• _Extracted records_
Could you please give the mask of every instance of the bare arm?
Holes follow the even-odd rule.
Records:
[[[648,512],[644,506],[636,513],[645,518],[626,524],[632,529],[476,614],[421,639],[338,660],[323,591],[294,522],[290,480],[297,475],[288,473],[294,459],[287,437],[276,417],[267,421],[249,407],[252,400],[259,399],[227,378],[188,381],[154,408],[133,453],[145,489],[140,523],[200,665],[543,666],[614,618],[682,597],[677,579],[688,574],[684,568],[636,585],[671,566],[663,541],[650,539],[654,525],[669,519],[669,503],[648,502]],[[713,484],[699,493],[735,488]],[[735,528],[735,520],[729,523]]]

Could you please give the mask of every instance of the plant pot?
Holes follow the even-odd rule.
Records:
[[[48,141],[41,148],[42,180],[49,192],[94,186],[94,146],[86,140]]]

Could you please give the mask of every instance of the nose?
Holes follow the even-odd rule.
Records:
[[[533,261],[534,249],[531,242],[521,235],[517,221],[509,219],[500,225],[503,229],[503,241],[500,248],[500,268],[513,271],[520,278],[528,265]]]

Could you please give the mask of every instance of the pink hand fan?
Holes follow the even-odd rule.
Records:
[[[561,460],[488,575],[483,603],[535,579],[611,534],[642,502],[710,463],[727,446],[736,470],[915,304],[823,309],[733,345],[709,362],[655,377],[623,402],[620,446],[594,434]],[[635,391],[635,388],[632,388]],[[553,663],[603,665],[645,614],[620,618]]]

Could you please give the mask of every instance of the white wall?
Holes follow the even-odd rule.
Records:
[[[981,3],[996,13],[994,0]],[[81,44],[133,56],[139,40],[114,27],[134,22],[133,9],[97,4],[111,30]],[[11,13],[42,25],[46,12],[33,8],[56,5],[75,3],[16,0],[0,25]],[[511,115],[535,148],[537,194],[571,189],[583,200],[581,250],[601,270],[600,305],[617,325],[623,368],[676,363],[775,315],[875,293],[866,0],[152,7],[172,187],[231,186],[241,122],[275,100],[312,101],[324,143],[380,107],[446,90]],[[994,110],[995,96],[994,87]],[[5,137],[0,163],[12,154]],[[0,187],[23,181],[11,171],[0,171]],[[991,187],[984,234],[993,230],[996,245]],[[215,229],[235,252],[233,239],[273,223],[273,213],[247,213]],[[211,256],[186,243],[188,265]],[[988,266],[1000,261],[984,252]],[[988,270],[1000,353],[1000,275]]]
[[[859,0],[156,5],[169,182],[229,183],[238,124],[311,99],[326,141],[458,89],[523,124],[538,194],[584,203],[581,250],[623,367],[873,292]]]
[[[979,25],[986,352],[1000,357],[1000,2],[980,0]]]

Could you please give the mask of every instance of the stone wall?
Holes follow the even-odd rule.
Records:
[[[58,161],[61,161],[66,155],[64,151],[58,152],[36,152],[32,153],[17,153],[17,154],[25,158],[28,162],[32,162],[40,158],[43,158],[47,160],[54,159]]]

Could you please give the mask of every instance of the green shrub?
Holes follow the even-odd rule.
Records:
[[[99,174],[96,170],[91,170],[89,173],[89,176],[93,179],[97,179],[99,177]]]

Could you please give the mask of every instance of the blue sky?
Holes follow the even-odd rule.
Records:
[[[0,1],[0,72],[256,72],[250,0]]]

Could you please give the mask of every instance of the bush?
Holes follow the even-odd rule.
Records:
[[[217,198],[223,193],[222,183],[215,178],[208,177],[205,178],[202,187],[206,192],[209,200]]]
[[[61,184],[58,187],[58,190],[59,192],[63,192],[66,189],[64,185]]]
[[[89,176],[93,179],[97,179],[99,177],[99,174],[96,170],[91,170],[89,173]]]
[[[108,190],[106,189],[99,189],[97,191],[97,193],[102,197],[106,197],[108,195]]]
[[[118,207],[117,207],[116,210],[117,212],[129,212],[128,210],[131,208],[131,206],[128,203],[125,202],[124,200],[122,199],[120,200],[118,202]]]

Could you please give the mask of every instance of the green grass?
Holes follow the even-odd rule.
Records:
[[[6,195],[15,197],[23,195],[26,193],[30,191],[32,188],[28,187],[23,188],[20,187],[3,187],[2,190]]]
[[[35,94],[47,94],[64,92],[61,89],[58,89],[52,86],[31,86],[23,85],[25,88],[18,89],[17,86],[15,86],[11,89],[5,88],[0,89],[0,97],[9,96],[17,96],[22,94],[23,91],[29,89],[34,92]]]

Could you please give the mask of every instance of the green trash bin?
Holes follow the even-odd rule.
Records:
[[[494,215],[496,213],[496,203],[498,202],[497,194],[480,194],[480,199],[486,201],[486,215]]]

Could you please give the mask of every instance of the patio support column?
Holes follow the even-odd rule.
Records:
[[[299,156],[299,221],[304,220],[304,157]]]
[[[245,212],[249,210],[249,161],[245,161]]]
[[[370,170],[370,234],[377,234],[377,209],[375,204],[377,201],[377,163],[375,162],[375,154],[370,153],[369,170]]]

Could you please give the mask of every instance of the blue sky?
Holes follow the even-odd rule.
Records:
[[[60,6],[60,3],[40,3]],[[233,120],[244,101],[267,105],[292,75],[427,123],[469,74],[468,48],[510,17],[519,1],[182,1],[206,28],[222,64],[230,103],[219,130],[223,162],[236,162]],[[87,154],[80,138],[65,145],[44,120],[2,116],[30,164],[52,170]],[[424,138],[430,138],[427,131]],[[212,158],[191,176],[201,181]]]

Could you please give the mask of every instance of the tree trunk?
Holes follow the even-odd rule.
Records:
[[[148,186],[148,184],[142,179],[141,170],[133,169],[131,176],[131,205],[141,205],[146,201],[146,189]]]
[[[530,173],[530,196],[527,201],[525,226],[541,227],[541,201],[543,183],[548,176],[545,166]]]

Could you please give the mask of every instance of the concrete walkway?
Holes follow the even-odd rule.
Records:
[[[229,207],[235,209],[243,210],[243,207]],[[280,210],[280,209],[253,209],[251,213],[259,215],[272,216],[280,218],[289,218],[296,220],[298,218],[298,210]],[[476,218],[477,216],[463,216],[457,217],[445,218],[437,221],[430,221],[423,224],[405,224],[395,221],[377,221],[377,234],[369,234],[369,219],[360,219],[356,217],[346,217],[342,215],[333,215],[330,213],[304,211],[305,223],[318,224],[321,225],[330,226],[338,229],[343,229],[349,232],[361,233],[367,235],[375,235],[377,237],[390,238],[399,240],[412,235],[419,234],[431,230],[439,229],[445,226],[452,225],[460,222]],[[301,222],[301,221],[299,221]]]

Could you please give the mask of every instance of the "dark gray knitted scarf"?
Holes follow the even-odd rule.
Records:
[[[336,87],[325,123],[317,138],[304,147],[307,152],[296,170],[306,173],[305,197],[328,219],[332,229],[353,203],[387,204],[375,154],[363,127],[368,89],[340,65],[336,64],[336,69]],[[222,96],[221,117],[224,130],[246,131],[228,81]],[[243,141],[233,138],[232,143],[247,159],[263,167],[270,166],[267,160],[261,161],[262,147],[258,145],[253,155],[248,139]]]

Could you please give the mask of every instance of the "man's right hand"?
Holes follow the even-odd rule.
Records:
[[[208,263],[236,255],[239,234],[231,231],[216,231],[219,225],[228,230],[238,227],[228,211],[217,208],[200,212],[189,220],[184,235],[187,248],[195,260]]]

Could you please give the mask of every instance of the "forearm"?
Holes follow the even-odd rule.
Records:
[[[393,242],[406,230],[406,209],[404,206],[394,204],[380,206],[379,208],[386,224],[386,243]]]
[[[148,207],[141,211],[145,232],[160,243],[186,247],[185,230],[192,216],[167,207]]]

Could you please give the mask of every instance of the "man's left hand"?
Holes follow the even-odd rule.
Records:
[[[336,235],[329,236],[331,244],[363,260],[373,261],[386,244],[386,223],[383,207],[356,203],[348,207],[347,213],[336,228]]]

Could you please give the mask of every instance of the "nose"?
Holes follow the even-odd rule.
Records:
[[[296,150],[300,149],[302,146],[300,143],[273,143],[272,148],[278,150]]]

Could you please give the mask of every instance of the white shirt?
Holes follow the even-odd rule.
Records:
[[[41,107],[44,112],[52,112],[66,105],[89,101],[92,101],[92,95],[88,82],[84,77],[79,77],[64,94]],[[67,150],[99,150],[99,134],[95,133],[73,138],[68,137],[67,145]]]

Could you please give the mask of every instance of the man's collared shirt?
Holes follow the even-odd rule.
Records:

• _What is being asked_
Everything from the line with "the white shirt?" through the last line of the material above should be echoed exactly, and nothing else.

• _Result of the task_
Could you please give the mask of every instance of the white shirt?
Holes follow the even-odd rule.
Records:
[[[41,107],[44,112],[52,112],[66,105],[89,101],[92,101],[92,95],[88,82],[84,77],[79,77],[64,94]],[[67,150],[99,150],[99,134],[95,133],[73,138],[68,137],[67,145]]]

Could you please give the mask of every instance of the man's collared shirt?
Holes follow the even-odd rule.
Records:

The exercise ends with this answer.